╭─ DATASET CONTENT

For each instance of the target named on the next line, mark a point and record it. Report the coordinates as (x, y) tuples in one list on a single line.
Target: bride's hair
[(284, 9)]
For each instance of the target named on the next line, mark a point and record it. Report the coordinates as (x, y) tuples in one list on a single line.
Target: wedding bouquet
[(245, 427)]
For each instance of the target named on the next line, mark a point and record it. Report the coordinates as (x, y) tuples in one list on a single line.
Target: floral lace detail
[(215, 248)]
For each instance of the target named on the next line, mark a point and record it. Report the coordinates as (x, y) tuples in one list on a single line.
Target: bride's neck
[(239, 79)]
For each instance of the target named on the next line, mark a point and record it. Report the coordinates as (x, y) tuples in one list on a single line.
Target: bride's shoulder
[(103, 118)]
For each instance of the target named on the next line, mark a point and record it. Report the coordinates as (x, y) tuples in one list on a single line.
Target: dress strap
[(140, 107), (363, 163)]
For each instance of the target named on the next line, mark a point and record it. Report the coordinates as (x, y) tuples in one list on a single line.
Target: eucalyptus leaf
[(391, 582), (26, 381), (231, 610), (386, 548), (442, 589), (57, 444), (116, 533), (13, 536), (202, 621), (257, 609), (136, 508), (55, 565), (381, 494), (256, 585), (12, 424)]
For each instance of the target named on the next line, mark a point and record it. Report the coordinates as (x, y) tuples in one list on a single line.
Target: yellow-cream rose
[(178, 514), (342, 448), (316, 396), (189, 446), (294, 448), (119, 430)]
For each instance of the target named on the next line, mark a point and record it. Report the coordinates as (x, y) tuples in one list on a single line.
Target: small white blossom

╰─

Rewrite all of the records above, replacing every occurrence of "coordinates" with "positions" and leaving everything else unchanged.

For each instance of the target named on the next line, mark a point and record it. Report the positions as (x, y) tuples in one list on a single line.
Target: bride's hair
[(284, 9)]
For each instance of the target named on the next line, mark a point and record it. Report the positions as (x, y) tuples in one list on a single line.
Target: wedding bouquet
[(245, 427)]
For each instance of the target named on the next line, mark a point and record it. Report the positions as (x, y) tuples in one list on a single line.
Target: floral lace detail
[(215, 248)]
For each instance of the target named on the next line, mark a point and record it. Report the positions as (x, y) tuples in one list on a single line.
Target: bride's neck
[(239, 79)]
For each instance of the target named on the next line, mark a point and record it. Report the positions as (x, y) tuples in one list on a single line.
Target: bride's shoulder
[(103, 118)]
For each instance of the target named on the next line, mark a point and record it. Report the positions as (x, y) tuples in one list on a single line.
Target: dress strap
[(140, 107), (363, 163)]
For each instance of the target named on the next line, mark a point and record it. Report the positions as (x, y) tuples in one list on a single line.
Target: eucalyptus leaf
[(391, 582), (26, 381), (231, 610), (386, 548), (442, 589), (57, 444), (116, 533), (13, 536), (202, 621), (257, 609), (136, 508), (55, 565), (381, 494), (256, 585), (12, 424)]
For each instance of the target named on the next line, mark a point and record it. Report the positions as (x, y) tuples in one list on a single line.
Target: yellow-cream rose
[(178, 514), (342, 448), (316, 396), (189, 446), (294, 448), (119, 430)]
For each instance of the target named on the next line, mark a point and record it. Report the positions as (x, y) tuples in one list on a single line.
Target: small white blossom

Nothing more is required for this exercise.